PROBLEM DESCRIPTION :: Gather each line below that contains the word "railing" and copy those lines out.
- - -
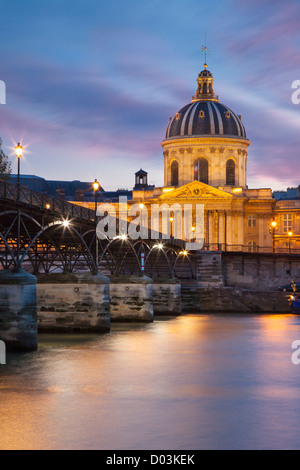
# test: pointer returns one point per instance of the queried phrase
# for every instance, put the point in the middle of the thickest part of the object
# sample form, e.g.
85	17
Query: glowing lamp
19	150
96	185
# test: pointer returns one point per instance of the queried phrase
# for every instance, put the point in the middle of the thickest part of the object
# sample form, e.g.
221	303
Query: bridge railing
9	191
250	249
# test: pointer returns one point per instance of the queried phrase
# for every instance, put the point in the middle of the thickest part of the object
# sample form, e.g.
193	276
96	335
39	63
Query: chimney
80	195
61	194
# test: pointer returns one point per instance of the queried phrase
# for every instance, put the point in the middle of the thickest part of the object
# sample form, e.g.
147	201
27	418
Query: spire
205	91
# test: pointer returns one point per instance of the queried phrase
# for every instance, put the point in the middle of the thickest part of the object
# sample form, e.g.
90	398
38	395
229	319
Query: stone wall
18	314
73	303
167	296
131	298
236	282
260	271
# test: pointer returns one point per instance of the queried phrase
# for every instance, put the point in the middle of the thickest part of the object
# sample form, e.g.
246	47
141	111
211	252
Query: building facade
205	162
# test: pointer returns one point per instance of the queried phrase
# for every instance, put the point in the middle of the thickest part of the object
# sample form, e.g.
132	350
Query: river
188	382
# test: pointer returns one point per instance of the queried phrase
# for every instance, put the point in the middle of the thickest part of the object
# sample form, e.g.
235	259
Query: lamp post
96	186
171	220
19	153
273	228
290	234
193	230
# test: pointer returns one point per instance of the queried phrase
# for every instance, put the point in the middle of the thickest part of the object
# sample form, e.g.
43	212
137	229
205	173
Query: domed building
205	141
205	164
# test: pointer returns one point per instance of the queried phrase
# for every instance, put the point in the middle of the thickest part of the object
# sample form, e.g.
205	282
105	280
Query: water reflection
191	382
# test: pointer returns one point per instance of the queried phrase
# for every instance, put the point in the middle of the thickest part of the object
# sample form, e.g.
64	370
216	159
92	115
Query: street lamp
193	230
19	153
171	220
290	234
96	186
273	228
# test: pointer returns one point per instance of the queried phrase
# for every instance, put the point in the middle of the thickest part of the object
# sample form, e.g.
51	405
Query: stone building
205	162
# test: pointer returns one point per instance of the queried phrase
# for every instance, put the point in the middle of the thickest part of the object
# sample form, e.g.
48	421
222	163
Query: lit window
287	223
252	221
230	172
174	173
252	246
201	170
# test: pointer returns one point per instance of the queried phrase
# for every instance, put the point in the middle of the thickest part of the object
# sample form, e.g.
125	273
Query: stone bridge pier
73	303
18	311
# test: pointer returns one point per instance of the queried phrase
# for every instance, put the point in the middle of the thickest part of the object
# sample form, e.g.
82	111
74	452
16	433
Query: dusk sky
91	84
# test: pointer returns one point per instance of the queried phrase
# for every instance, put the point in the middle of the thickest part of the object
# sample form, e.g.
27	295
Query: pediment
196	190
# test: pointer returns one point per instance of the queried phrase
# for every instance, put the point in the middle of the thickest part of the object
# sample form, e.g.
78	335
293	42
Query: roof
205	118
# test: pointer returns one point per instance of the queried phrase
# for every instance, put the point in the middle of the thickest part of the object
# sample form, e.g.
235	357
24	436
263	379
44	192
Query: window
252	247
252	221
201	170
230	173
174	173
287	223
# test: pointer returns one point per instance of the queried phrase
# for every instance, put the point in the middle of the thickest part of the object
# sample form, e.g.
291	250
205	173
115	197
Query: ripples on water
191	382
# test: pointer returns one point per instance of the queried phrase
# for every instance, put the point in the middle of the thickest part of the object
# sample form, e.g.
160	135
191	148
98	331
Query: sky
91	84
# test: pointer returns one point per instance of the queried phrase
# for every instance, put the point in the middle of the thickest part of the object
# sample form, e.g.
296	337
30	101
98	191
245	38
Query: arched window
252	247
201	170
230	172
174	173
252	221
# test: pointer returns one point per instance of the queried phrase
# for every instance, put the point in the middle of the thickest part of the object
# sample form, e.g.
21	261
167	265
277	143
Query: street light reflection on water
190	382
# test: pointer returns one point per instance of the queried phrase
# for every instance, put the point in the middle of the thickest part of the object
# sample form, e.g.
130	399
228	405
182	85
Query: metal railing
249	249
9	192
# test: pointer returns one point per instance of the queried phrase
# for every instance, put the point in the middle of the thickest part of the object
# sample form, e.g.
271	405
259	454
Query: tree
5	163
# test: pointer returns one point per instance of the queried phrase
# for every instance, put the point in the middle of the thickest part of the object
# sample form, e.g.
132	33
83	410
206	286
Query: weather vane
204	49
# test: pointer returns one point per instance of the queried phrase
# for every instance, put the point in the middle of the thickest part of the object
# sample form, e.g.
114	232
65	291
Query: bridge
43	234
55	274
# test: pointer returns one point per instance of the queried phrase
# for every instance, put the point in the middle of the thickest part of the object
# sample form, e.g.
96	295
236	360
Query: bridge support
167	296
18	314
131	298
73	303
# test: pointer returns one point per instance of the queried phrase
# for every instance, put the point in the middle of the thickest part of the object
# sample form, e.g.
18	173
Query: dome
205	118
205	115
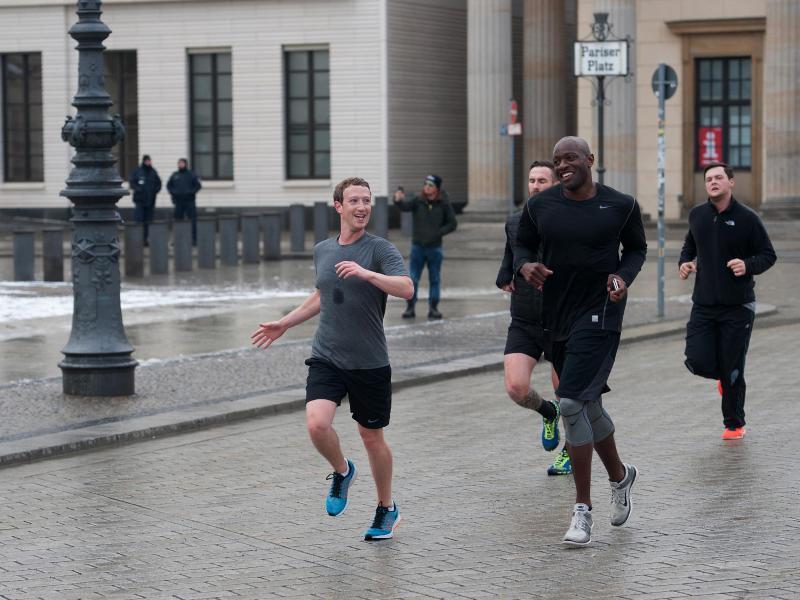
- - -
SOLUTION TO THE PROBLEM ::
Query: bridge railing
Query: metal railing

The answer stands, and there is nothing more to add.